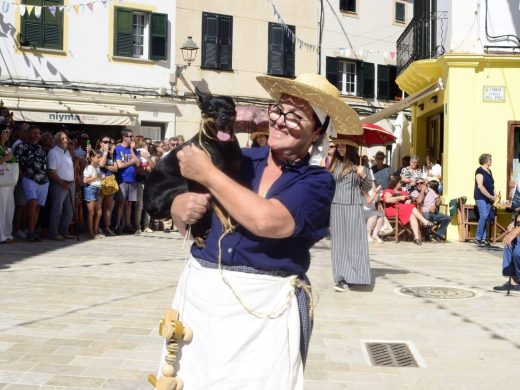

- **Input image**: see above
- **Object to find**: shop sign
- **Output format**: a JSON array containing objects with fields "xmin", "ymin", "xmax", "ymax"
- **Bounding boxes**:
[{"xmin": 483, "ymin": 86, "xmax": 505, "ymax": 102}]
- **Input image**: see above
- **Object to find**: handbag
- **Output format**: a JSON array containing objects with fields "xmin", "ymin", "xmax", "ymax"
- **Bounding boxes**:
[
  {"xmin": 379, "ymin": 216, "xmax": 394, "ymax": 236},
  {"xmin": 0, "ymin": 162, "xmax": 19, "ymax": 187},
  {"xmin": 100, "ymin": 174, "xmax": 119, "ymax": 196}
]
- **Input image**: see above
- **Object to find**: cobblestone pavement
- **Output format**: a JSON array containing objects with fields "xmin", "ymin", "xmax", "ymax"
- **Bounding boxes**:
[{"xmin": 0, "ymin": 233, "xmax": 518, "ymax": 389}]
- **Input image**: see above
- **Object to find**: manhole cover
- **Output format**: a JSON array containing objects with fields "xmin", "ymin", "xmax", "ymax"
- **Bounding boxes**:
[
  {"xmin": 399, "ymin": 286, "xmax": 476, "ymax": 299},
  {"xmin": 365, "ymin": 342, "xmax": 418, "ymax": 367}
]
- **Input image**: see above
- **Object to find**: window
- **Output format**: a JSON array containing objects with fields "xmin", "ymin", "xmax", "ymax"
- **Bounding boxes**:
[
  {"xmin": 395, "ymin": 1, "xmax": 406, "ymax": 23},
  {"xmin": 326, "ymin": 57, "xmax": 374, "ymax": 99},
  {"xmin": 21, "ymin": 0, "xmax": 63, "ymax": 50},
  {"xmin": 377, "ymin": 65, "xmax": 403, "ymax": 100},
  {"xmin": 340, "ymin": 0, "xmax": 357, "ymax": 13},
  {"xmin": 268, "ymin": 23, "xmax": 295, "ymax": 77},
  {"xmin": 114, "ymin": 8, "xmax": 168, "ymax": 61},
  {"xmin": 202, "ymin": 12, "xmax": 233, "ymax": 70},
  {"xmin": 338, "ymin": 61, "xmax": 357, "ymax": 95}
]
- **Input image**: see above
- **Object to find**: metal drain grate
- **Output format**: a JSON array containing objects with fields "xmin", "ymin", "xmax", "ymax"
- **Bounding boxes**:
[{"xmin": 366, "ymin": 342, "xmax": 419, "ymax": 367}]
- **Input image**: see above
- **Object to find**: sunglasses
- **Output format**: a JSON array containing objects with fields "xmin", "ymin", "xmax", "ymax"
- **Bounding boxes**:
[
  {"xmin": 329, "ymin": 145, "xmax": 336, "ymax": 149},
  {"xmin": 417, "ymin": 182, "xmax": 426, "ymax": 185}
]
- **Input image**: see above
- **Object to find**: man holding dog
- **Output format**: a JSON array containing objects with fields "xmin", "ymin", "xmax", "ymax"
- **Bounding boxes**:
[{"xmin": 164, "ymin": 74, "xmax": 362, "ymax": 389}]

- - - - -

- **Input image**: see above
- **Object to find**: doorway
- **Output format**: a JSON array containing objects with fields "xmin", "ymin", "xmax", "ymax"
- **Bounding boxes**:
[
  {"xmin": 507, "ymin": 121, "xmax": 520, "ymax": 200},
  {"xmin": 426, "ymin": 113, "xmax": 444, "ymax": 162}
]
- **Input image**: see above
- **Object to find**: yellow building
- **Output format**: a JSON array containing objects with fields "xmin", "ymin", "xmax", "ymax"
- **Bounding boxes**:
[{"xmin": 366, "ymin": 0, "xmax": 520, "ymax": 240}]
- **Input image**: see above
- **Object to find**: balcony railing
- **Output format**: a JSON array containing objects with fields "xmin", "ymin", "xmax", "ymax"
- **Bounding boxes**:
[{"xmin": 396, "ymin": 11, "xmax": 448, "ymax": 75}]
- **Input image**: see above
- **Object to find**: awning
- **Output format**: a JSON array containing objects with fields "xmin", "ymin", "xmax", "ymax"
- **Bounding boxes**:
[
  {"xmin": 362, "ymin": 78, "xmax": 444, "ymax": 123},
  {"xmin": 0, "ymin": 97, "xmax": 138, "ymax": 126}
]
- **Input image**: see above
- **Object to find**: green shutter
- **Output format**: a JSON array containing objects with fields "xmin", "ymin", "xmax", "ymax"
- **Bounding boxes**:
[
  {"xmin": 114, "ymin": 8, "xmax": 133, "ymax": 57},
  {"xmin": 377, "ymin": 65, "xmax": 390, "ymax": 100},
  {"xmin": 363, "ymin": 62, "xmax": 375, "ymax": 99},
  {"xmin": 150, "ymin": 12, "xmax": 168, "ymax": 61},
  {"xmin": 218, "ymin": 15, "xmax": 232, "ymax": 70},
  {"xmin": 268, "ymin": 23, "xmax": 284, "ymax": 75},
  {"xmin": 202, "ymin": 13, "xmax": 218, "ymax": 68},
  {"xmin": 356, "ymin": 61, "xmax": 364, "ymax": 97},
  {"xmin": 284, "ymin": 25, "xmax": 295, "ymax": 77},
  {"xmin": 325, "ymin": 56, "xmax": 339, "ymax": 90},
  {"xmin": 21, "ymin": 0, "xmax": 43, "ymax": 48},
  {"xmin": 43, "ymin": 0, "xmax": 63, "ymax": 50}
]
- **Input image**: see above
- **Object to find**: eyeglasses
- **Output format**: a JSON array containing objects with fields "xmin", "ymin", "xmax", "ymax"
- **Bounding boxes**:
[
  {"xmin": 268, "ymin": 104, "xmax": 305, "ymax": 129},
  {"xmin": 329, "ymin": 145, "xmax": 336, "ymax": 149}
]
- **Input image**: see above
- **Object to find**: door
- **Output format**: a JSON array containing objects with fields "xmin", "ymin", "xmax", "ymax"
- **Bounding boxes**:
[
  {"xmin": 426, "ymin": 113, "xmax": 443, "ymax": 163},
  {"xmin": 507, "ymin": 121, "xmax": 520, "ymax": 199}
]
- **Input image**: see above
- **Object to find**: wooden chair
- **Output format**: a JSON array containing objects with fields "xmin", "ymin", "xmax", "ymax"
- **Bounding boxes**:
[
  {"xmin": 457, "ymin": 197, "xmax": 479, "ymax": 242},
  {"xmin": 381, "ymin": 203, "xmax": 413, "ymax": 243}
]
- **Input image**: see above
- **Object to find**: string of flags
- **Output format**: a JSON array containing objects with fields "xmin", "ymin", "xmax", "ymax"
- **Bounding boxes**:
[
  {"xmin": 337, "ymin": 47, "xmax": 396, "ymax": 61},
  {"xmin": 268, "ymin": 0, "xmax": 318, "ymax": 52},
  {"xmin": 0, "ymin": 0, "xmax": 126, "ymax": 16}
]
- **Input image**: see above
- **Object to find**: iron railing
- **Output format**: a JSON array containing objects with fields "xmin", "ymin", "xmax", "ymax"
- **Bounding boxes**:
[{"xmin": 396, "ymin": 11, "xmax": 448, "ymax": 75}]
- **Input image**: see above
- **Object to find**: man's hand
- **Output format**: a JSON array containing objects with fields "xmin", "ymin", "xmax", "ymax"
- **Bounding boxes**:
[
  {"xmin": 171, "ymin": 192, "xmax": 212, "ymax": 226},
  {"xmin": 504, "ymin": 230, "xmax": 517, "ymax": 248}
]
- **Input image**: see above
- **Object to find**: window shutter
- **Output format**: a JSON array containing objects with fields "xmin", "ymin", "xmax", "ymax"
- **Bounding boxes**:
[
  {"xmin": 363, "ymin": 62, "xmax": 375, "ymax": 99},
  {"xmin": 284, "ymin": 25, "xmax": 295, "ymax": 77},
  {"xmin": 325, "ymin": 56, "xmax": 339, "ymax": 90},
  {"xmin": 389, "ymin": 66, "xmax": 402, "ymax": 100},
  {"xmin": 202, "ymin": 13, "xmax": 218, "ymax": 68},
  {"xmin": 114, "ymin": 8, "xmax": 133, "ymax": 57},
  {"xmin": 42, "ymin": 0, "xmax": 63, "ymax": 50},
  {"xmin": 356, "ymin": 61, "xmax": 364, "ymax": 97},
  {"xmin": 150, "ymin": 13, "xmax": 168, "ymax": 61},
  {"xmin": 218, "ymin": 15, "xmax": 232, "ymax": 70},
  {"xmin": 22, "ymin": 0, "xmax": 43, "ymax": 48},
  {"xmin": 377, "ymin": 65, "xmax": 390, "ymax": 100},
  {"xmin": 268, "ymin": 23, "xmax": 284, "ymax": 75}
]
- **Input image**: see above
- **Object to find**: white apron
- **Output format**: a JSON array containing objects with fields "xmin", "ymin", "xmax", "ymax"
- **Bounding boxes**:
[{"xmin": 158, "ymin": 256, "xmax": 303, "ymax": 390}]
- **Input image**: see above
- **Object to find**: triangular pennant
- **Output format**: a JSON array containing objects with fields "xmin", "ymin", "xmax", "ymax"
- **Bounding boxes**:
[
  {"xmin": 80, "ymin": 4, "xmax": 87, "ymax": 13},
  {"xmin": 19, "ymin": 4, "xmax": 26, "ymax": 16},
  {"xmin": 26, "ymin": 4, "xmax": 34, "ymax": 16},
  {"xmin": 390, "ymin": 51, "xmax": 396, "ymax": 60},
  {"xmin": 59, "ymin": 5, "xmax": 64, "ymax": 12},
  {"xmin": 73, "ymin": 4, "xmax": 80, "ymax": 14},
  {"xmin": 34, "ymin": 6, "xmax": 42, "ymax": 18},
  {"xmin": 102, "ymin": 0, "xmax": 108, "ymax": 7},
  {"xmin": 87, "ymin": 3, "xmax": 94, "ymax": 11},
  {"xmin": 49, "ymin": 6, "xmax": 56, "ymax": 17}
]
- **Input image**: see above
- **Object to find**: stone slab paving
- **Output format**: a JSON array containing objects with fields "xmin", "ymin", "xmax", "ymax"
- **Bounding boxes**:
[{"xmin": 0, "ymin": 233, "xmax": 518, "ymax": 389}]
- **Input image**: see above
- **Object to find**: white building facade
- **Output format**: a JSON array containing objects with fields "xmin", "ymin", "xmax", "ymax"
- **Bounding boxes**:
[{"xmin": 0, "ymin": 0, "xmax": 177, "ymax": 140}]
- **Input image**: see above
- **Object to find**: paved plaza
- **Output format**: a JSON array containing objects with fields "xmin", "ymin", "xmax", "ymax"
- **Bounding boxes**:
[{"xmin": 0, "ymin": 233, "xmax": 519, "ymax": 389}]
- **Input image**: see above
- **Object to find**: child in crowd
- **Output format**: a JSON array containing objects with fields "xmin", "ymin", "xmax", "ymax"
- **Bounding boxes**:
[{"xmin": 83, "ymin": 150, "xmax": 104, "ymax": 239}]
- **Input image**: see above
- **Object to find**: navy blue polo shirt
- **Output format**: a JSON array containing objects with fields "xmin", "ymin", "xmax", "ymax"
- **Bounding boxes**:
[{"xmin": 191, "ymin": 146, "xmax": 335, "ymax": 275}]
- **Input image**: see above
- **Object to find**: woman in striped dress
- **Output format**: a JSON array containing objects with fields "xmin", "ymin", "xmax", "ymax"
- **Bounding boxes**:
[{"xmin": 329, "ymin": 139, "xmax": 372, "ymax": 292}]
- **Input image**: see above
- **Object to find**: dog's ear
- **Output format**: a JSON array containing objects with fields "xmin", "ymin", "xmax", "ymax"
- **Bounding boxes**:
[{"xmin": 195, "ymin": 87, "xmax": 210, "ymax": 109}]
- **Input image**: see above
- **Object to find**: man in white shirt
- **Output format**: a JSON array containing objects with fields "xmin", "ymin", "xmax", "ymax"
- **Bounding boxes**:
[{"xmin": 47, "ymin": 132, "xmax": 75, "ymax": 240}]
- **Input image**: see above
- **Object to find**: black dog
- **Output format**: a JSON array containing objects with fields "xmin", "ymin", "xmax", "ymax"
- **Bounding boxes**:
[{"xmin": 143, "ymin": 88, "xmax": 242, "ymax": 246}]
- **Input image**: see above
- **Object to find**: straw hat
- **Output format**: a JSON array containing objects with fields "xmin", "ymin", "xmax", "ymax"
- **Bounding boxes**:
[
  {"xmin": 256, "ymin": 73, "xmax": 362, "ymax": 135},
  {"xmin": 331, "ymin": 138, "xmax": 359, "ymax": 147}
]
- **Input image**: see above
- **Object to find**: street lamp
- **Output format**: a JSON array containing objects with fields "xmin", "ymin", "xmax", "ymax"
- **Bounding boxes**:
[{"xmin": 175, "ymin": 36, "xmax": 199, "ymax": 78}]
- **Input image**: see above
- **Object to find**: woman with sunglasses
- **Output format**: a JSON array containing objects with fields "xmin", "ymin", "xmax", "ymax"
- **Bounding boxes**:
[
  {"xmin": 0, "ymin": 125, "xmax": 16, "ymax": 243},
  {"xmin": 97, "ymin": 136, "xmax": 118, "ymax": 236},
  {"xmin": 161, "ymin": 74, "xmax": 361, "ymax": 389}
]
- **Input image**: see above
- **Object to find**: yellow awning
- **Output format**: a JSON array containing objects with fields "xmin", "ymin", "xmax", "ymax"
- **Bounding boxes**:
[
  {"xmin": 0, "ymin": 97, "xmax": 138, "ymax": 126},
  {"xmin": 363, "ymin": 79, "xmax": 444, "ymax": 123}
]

- - - - -

→ **Description of the task**
Each line of the records with the word "awning" in it is to be copied.

→ **Task response**
- **Object to find**: awning
- **Object to find**: yellow awning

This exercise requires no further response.